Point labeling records
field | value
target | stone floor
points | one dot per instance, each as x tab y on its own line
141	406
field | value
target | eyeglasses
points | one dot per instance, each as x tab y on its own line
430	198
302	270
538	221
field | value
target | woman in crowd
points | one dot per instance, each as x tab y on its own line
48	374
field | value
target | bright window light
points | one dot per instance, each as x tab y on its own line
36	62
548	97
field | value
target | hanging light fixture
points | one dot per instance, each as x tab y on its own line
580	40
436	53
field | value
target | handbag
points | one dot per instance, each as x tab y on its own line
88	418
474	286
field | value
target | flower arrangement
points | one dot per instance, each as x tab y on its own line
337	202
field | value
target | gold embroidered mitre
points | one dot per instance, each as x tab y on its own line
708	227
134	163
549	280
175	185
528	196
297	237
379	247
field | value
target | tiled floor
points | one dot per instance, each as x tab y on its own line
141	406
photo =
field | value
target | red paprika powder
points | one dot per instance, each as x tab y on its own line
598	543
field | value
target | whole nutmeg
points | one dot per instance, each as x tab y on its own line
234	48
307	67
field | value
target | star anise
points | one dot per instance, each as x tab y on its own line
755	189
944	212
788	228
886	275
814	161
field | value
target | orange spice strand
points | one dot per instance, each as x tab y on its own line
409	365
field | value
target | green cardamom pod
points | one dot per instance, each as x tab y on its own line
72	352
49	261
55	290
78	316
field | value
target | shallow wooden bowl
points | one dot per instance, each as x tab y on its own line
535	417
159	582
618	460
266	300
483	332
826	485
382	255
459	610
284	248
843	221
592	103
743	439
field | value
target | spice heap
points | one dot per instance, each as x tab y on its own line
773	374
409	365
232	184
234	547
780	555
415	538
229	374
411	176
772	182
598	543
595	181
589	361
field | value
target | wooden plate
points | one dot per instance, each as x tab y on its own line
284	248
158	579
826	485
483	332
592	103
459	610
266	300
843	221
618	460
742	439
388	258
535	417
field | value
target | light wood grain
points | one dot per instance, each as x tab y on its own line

#### Problem description
Select every line of the records that contains the string "light", and copy each one out. Case counts.

#### Solution to this exercise
target | bright window light
target | hanging light fixture
target | light wood grain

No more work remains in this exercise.